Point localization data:
---+---

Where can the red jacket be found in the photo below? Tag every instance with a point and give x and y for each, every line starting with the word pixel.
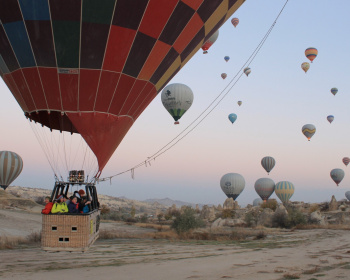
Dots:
pixel 47 209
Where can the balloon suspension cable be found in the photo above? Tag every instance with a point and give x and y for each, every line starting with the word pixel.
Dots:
pixel 206 111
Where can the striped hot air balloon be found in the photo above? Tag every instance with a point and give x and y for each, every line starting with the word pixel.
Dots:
pixel 311 53
pixel 284 190
pixel 308 130
pixel 11 165
pixel 346 161
pixel 268 163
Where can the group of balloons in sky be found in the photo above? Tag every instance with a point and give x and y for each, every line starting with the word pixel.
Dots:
pixel 232 184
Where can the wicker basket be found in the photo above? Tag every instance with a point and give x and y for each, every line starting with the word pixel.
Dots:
pixel 69 232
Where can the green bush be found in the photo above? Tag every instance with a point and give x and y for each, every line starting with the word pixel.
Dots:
pixel 187 221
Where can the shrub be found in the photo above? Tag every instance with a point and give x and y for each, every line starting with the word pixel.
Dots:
pixel 186 221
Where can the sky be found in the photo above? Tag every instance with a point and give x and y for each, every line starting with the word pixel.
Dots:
pixel 278 99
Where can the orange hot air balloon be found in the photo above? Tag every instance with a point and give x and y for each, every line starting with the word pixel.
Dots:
pixel 311 53
pixel 92 67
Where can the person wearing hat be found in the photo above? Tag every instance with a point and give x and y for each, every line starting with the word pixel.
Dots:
pixel 59 206
pixel 48 206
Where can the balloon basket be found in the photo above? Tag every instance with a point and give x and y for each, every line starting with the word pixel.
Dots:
pixel 68 231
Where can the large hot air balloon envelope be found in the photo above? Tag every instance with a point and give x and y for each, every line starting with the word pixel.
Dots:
pixel 11 166
pixel 308 130
pixel 334 91
pixel 346 161
pixel 92 67
pixel 177 99
pixel 268 163
pixel 337 175
pixel 232 117
pixel 232 184
pixel 311 53
pixel 284 190
pixel 305 66
pixel 210 42
pixel 264 188
pixel 235 22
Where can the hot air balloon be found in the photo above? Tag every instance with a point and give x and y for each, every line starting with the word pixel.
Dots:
pixel 311 53
pixel 337 175
pixel 268 163
pixel 346 161
pixel 308 130
pixel 257 201
pixel 284 190
pixel 305 66
pixel 177 99
pixel 247 71
pixel 347 195
pixel 210 42
pixel 232 117
pixel 334 91
pixel 11 165
pixel 232 184
pixel 264 188
pixel 235 22
pixel 330 118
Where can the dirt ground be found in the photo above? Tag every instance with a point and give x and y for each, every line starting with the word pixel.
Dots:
pixel 308 254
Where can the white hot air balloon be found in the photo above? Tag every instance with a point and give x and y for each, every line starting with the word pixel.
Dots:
pixel 177 99
pixel 232 184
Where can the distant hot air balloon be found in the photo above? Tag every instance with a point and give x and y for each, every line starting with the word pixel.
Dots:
pixel 264 188
pixel 232 184
pixel 268 163
pixel 305 66
pixel 11 165
pixel 334 91
pixel 311 53
pixel 346 161
pixel 232 117
pixel 247 71
pixel 308 130
pixel 210 42
pixel 177 99
pixel 235 22
pixel 337 175
pixel 330 118
pixel 347 195
pixel 284 190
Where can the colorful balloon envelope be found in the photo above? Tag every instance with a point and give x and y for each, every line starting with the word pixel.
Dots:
pixel 92 67
pixel 284 190
pixel 232 117
pixel 308 130
pixel 337 175
pixel 11 166
pixel 247 71
pixel 330 118
pixel 210 42
pixel 334 91
pixel 268 163
pixel 232 184
pixel 235 22
pixel 311 53
pixel 305 66
pixel 264 188
pixel 177 99
pixel 346 161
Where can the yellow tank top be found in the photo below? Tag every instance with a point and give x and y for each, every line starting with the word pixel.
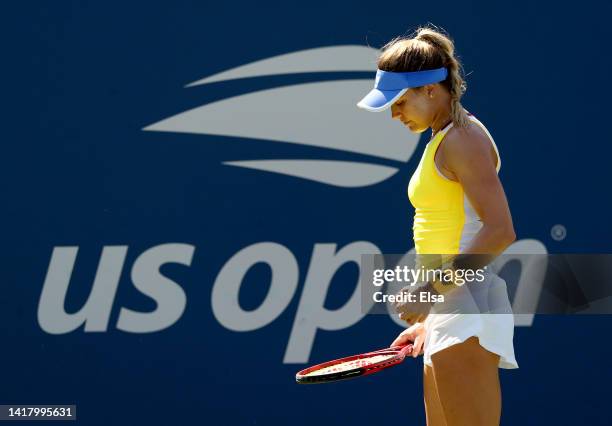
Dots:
pixel 444 219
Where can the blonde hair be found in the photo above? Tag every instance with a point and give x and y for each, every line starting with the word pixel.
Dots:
pixel 428 48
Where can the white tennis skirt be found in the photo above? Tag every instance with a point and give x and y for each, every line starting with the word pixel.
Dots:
pixel 477 309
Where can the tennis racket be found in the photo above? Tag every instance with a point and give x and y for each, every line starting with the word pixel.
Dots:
pixel 353 366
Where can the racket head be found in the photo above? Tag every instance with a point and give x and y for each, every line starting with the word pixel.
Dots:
pixel 353 366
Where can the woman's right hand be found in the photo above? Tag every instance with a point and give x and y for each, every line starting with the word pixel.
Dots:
pixel 414 334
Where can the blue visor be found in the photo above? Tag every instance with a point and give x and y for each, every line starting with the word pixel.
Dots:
pixel 390 86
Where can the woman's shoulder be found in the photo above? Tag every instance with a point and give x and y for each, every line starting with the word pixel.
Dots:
pixel 469 144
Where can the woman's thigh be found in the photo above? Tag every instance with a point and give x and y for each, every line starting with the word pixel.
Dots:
pixel 467 381
pixel 433 408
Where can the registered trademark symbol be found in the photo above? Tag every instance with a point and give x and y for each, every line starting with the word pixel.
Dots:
pixel 558 232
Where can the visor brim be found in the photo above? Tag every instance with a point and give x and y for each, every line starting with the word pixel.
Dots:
pixel 380 100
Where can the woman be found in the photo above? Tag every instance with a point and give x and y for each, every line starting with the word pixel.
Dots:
pixel 460 208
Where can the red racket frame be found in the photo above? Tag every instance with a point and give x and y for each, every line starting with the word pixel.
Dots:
pixel 400 353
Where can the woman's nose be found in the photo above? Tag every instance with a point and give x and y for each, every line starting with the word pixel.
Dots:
pixel 394 112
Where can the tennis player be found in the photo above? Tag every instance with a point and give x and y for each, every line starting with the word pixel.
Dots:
pixel 460 208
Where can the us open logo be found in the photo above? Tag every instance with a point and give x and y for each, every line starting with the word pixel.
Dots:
pixel 317 114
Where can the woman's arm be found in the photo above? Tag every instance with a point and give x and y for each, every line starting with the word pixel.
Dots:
pixel 466 153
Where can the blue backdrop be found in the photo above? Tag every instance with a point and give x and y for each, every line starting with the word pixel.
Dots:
pixel 83 169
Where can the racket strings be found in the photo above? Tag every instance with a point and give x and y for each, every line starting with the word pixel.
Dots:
pixel 351 365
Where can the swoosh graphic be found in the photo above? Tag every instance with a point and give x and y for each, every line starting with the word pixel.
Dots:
pixel 322 59
pixel 321 114
pixel 346 174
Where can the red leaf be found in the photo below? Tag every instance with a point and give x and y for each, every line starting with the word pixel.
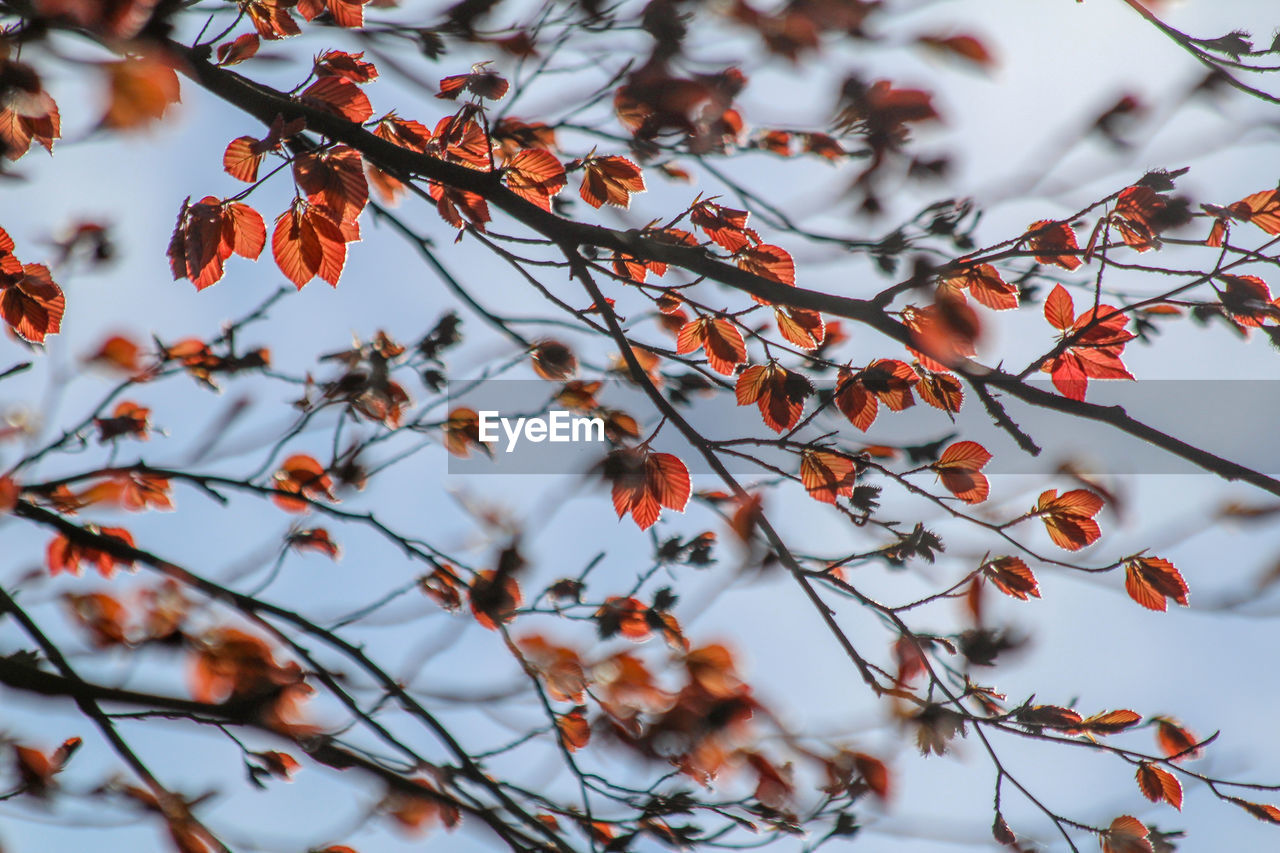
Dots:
pixel 339 95
pixel 535 176
pixel 718 337
pixel 1127 835
pixel 959 470
pixel 140 90
pixel 339 63
pixel 726 227
pixel 1011 576
pixel 1159 784
pixel 242 159
pixel 644 483
pixel 494 600
pixel 1150 580
pixel 986 286
pixel 1059 309
pixel 1069 519
pixel 778 393
pixel 574 729
pixel 768 261
pixel 1052 243
pixel 334 182
pixel 609 181
pixel 967 48
pixel 307 243
pixel 827 475
pixel 301 474
pixel 481 83
pixel 31 302
pixel 801 327
pixel 238 50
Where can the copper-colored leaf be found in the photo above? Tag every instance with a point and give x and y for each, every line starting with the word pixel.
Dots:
pixel 140 90
pixel 339 95
pixel 1159 784
pixel 780 393
pixel 1054 242
pixel 1011 576
pixel 1127 834
pixel 718 337
pixel 1069 519
pixel 535 176
pixel 237 50
pixel 959 468
pixel 1151 580
pixel 644 483
pixel 827 474
pixel 306 243
pixel 609 179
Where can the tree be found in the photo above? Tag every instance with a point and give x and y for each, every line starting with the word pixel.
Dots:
pixel 572 703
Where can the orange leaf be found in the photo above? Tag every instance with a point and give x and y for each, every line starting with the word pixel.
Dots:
pixel 31 115
pixel 63 555
pixel 492 600
pixel 238 50
pixel 307 243
pixel 726 227
pixel 1110 721
pixel 242 159
pixel 103 616
pixel 780 393
pixel 721 340
pixel 1175 740
pixel 314 539
pixel 339 95
pixel 138 91
pixel 963 46
pixel 1127 835
pixel 535 176
pixel 768 261
pixel 31 302
pixel 1013 576
pixel 339 63
pixel 801 327
pixel 940 389
pixel 1151 580
pixel 644 483
pixel 1054 242
pixel 827 475
pixel 272 18
pixel 574 729
pixel 873 772
pixel 334 182
pixel 301 474
pixel 1159 784
pixel 553 360
pixel 481 83
pixel 959 470
pixel 1262 811
pixel 1069 519
pixel 1059 309
pixel 609 181
pixel 986 286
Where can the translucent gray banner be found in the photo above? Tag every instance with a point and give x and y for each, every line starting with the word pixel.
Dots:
pixel 1234 419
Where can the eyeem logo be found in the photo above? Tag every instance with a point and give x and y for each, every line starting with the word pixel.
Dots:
pixel 558 427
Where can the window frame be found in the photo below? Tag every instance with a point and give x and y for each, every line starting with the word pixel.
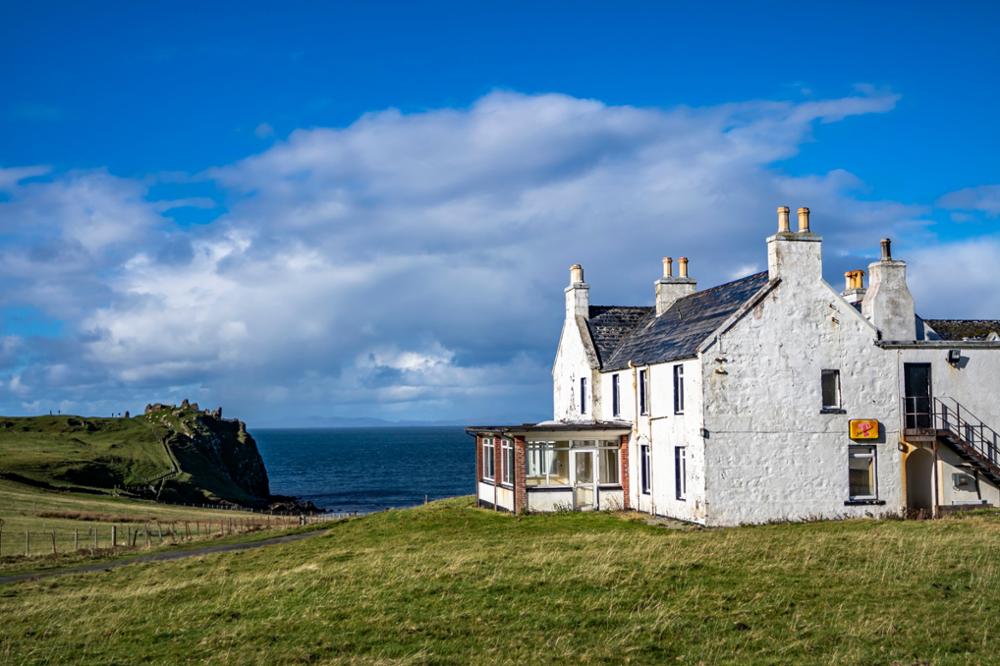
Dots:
pixel 679 388
pixel 644 392
pixel 838 392
pixel 680 473
pixel 645 469
pixel 870 452
pixel 489 461
pixel 506 462
pixel 616 395
pixel 540 454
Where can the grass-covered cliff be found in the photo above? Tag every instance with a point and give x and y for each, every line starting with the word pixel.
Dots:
pixel 173 454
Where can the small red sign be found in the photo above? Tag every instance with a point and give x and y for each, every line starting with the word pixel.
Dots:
pixel 864 429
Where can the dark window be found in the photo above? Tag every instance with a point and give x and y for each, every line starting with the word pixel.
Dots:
pixel 680 471
pixel 644 391
pixel 489 462
pixel 831 389
pixel 862 473
pixel 917 386
pixel 645 472
pixel 616 396
pixel 678 389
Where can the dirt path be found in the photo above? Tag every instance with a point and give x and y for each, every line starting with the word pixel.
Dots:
pixel 158 557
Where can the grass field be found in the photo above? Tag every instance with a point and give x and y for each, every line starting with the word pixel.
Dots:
pixel 76 518
pixel 450 583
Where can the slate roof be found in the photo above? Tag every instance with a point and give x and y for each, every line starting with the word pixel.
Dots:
pixel 638 335
pixel 964 329
pixel 610 324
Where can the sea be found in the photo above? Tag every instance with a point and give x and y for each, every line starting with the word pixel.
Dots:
pixel 368 469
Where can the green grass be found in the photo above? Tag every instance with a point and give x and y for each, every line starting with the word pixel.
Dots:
pixel 78 452
pixel 126 456
pixel 42 512
pixel 449 583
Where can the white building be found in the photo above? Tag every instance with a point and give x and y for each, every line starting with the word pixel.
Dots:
pixel 773 397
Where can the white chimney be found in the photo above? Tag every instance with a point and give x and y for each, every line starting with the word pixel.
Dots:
pixel 577 294
pixel 794 256
pixel 670 288
pixel 854 286
pixel 888 304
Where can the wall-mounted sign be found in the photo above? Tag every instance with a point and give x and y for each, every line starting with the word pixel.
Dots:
pixel 864 429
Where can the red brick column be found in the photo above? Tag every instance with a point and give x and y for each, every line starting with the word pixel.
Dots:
pixel 520 471
pixel 623 455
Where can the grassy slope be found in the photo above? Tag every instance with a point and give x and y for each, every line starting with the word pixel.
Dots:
pixel 100 454
pixel 451 583
pixel 41 511
pixel 71 451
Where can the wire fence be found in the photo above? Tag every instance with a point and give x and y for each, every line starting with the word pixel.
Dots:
pixel 38 541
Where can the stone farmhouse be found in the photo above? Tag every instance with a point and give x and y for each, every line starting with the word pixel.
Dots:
pixel 774 397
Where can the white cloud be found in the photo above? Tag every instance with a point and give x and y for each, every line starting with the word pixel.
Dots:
pixel 985 198
pixel 416 261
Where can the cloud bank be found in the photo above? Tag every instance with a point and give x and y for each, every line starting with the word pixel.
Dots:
pixel 411 265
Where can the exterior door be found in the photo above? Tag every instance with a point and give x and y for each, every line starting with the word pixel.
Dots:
pixel 917 387
pixel 584 481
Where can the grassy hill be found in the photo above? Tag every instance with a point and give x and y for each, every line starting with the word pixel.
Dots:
pixel 177 454
pixel 450 583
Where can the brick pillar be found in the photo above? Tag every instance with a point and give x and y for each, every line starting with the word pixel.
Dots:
pixel 520 471
pixel 623 456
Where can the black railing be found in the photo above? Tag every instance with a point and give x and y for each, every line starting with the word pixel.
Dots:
pixel 949 415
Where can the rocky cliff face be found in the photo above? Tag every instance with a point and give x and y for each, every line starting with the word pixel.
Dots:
pixel 215 458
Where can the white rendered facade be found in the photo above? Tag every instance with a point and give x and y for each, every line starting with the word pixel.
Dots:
pixel 757 439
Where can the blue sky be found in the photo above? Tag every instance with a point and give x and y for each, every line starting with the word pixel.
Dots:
pixel 301 211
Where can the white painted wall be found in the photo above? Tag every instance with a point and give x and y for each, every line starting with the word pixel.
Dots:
pixel 504 497
pixel 771 454
pixel 574 359
pixel 549 500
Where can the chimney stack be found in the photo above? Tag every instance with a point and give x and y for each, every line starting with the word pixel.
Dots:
pixel 783 220
pixel 794 256
pixel 670 288
pixel 577 294
pixel 803 220
pixel 888 304
pixel 854 286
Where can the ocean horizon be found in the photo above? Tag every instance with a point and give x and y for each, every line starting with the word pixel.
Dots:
pixel 368 468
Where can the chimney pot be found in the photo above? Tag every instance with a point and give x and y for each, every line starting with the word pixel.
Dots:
pixel 886 249
pixel 783 218
pixel 803 220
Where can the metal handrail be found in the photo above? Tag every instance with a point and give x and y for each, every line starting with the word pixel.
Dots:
pixel 948 414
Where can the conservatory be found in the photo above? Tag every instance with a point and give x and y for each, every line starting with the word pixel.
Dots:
pixel 552 466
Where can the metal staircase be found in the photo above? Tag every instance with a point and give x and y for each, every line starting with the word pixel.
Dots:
pixel 977 443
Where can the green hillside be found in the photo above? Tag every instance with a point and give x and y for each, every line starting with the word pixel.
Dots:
pixel 450 583
pixel 78 452
pixel 172 454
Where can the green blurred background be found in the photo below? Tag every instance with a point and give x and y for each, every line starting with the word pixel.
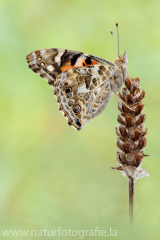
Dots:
pixel 51 175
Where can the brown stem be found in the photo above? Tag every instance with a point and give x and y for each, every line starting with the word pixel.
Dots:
pixel 131 198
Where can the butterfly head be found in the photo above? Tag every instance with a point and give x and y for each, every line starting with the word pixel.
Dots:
pixel 121 60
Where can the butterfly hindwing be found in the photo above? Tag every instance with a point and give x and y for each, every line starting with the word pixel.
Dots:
pixel 83 93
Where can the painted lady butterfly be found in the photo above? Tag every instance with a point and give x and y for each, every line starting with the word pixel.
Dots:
pixel 82 83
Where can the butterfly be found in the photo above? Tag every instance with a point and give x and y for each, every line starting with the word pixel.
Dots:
pixel 82 83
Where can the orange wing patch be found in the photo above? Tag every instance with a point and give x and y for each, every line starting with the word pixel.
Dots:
pixel 80 63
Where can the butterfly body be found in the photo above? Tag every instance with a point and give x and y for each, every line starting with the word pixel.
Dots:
pixel 82 83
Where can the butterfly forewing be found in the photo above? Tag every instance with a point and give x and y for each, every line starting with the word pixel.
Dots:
pixel 81 82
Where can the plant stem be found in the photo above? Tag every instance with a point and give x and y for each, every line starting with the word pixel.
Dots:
pixel 131 198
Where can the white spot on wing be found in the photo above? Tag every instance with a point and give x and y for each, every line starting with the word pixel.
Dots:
pixel 58 57
pixel 50 68
pixel 82 89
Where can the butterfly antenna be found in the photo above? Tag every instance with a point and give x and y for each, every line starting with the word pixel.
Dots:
pixel 114 42
pixel 118 36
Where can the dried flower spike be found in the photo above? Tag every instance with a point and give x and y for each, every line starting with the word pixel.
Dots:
pixel 131 136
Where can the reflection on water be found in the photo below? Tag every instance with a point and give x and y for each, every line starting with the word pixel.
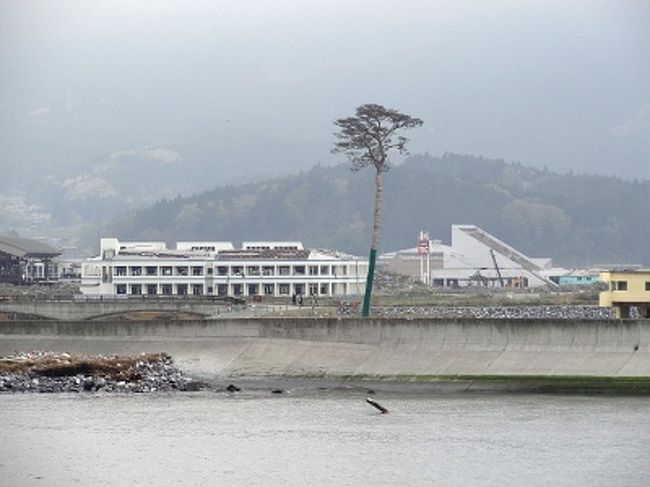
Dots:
pixel 323 438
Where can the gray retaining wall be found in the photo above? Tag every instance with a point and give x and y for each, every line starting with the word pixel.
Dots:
pixel 355 347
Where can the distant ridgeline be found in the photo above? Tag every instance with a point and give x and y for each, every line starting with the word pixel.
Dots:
pixel 575 219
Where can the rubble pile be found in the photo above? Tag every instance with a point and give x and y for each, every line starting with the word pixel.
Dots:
pixel 51 372
pixel 62 290
pixel 577 312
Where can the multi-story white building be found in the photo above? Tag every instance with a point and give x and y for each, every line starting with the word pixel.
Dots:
pixel 218 269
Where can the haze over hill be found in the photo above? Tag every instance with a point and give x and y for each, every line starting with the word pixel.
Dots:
pixel 111 106
pixel 576 219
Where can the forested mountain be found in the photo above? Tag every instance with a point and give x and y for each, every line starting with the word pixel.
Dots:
pixel 576 219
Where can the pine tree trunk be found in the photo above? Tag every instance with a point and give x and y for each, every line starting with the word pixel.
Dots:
pixel 374 246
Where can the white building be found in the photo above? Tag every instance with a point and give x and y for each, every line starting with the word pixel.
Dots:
pixel 218 269
pixel 475 257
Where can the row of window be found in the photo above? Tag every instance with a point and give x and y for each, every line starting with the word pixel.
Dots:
pixel 235 270
pixel 622 286
pixel 282 289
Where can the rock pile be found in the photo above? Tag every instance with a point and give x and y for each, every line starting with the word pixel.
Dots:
pixel 62 290
pixel 578 312
pixel 51 372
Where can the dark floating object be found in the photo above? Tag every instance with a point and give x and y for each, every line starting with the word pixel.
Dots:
pixel 375 404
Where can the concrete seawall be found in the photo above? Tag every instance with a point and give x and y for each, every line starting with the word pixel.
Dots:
pixel 375 348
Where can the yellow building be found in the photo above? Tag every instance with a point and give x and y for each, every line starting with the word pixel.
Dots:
pixel 627 288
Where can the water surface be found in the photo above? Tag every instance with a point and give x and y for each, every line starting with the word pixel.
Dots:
pixel 323 438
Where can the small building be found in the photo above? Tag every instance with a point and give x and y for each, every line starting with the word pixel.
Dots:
pixel 272 269
pixel 627 288
pixel 26 261
pixel 474 258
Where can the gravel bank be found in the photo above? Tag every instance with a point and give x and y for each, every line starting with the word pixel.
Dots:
pixel 52 372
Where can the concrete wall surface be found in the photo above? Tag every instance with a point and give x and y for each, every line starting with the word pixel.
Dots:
pixel 406 349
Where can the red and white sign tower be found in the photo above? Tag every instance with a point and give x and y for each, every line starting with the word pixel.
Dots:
pixel 424 249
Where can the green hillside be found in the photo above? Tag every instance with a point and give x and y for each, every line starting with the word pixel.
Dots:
pixel 576 219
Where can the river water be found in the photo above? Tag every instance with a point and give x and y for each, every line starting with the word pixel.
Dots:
pixel 323 437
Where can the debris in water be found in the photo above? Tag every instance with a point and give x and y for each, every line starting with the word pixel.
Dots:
pixel 375 404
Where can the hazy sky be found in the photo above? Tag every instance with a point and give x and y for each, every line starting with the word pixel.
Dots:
pixel 247 86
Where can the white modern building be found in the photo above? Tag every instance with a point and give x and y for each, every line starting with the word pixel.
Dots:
pixel 474 258
pixel 273 269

---+---

■ **Activity**
Please list every line of the records that contains "yellow".

■ **Answer to the exercise**
Where can the yellow tank top be found in the photo below? Tag every instance with a point and give x and y for each, every line starting with the word pixel.
Where can the yellow building be found in the photo above? Tag every instance with a point and give x and y for each, every line starting with the word pixel.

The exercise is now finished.